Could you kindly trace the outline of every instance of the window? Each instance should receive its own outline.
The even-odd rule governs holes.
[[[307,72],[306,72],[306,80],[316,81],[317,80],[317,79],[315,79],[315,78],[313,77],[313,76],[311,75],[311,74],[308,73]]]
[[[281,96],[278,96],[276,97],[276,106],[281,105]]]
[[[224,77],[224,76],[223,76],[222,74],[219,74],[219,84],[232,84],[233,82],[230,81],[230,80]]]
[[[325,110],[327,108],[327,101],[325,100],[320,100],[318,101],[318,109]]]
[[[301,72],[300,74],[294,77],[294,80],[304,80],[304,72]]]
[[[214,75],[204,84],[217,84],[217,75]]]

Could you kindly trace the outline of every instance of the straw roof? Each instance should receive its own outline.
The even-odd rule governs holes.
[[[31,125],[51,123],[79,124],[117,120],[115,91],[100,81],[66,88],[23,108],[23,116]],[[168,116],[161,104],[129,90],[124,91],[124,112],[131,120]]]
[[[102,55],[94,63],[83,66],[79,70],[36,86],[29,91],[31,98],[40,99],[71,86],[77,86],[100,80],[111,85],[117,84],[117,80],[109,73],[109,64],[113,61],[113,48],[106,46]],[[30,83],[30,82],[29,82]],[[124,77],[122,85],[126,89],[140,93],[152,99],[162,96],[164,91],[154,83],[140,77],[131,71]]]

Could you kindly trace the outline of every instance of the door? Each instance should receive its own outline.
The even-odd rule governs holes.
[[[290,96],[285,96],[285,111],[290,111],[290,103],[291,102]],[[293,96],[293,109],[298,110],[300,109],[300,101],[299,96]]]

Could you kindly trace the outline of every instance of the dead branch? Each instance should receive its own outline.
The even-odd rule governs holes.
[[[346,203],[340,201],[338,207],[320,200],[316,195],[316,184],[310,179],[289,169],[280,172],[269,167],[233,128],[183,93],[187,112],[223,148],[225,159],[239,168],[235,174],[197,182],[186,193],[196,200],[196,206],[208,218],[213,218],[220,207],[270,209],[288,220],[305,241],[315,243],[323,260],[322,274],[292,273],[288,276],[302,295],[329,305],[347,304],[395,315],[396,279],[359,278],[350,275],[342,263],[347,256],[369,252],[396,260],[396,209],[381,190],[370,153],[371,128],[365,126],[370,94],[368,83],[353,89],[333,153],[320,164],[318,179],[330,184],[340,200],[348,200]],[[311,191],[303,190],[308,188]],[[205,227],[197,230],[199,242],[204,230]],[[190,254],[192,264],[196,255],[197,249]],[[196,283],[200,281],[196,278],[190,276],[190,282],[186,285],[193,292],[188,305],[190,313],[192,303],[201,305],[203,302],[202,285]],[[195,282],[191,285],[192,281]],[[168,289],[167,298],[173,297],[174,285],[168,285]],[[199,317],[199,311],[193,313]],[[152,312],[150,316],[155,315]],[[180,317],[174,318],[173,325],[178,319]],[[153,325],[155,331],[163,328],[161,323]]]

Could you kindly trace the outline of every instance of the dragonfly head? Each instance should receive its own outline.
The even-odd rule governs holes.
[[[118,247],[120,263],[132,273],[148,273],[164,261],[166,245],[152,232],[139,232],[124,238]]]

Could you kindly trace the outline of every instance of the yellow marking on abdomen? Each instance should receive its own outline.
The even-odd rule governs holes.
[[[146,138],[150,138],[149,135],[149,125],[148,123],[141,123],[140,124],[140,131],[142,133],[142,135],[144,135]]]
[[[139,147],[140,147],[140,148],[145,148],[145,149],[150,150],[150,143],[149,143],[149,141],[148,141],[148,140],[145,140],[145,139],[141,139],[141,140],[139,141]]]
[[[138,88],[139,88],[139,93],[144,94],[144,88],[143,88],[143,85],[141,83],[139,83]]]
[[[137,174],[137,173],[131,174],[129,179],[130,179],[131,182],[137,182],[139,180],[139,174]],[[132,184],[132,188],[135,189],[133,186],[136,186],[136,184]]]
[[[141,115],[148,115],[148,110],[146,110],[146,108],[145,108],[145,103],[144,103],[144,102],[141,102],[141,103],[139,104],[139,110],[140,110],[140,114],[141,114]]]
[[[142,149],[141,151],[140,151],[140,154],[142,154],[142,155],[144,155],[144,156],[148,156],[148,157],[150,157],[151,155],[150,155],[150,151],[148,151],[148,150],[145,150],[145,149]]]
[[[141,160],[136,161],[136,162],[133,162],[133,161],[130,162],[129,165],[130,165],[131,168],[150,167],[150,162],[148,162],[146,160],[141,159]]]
——
**WORK TO DO:** Copy out all the rows above word for word.

**RESULT OF THIS TASK:**
Could you kindly trace the outline of every instance of the window? Each instance should receive its own outline.
The even-odd rule governs holes.
[[[307,72],[306,72],[306,80],[316,81],[317,80],[317,79],[315,79],[315,78],[313,77],[313,76],[311,75],[311,74],[308,73]]]
[[[281,96],[278,96],[276,97],[276,106],[281,105]]]
[[[224,77],[224,76],[223,76],[222,74],[219,74],[219,84],[232,84],[233,82],[230,81],[230,80]]]
[[[325,110],[327,108],[327,101],[325,100],[320,100],[318,101],[318,109]]]
[[[301,72],[300,74],[294,77],[294,80],[304,80],[304,72]]]
[[[214,75],[204,84],[217,84],[217,75]]]

Could you kindly trace the outline of every instance of the straw roof? Each instance should receive its own outline.
The even-odd rule governs holes.
[[[31,125],[51,123],[79,124],[117,120],[115,91],[100,81],[66,88],[23,108],[23,116]],[[168,116],[161,104],[129,90],[124,91],[124,112],[131,120]]]
[[[102,55],[94,63],[83,66],[79,70],[36,86],[29,91],[31,98],[40,99],[71,86],[77,86],[100,80],[111,85],[117,84],[117,80],[109,73],[109,64],[113,61],[113,48],[106,46]],[[30,83],[30,82],[29,82]],[[124,77],[122,85],[126,89],[140,93],[152,99],[162,96],[164,91],[154,83],[140,77],[131,71]]]

Could you kindly trace the outline of every instance of the door? Each instance should receive its own outline.
The even-odd rule governs holes.
[[[290,96],[285,96],[285,111],[290,111],[290,103],[291,102]],[[293,96],[293,109],[298,110],[300,109],[300,101],[299,96]]]

Could you kindly trace the outline of every instance of the dead branch? Each instance should receive its own outline.
The even-odd rule governs holes.
[[[346,203],[340,201],[338,207],[320,200],[316,195],[316,184],[310,179],[289,169],[280,172],[269,167],[233,128],[183,93],[187,112],[223,148],[225,159],[239,168],[235,174],[197,182],[186,193],[196,200],[196,206],[208,218],[213,218],[220,207],[270,209],[288,220],[305,241],[315,243],[323,260],[322,274],[292,273],[288,276],[302,295],[329,305],[347,304],[395,315],[396,279],[359,278],[350,275],[342,263],[347,256],[369,252],[396,260],[396,209],[381,190],[370,153],[371,128],[365,126],[370,94],[368,83],[353,89],[333,153],[320,164],[318,179],[330,184],[340,200],[348,200]],[[311,191],[303,190],[308,188]],[[205,227],[197,230],[199,242],[204,230]],[[190,254],[192,264],[196,255],[197,249]],[[196,283],[200,281],[196,278],[190,276],[190,282],[186,285],[193,292],[188,305],[190,313],[192,303],[201,305],[203,302],[202,285]],[[195,282],[191,285],[192,281]],[[168,289],[167,298],[173,297],[174,285],[168,285]],[[199,317],[199,311],[193,313]],[[152,312],[150,316],[155,315]],[[180,317],[174,318],[173,325],[178,319]],[[153,325],[155,331],[163,328],[161,323]]]

Could you kindly trace the outline of every instance of the dragonfly head? Each instance should receive its own outline.
The even-odd rule governs holes.
[[[118,247],[120,263],[132,273],[148,273],[164,261],[166,245],[152,232],[139,232],[124,238]]]

Could you kindly trace the outline of every instance of the yellow marking on abdomen? Each instance should receive its own outline.
The even-odd rule governs holes.
[[[146,138],[150,138],[149,135],[149,125],[148,123],[141,123],[140,124],[140,131],[142,133],[142,135],[144,135]]]
[[[139,147],[140,147],[140,148],[145,148],[145,149],[150,150],[150,143],[149,143],[149,141],[148,141],[148,140],[145,140],[145,139],[141,139],[141,140],[139,141]]]
[[[138,88],[139,88],[139,93],[144,94],[144,88],[143,88],[143,85],[141,83],[139,83]]]
[[[137,174],[137,173],[131,174],[129,179],[130,179],[131,182],[137,182],[139,180],[139,174]],[[132,184],[132,188],[135,189],[133,186],[136,186],[136,184]]]
[[[141,115],[148,115],[148,110],[146,110],[146,108],[145,108],[145,103],[144,103],[144,102],[141,102],[141,103],[139,104],[139,110],[140,110],[140,114],[141,114]]]
[[[142,149],[141,151],[140,151],[140,154],[142,154],[142,155],[144,155],[144,156],[148,156],[148,157],[150,157],[151,155],[150,155],[150,151],[148,151],[148,150],[145,150],[145,149]]]
[[[141,160],[136,161],[136,162],[133,162],[133,161],[130,162],[129,165],[130,165],[131,168],[150,167],[150,162],[148,162],[146,160],[141,159]]]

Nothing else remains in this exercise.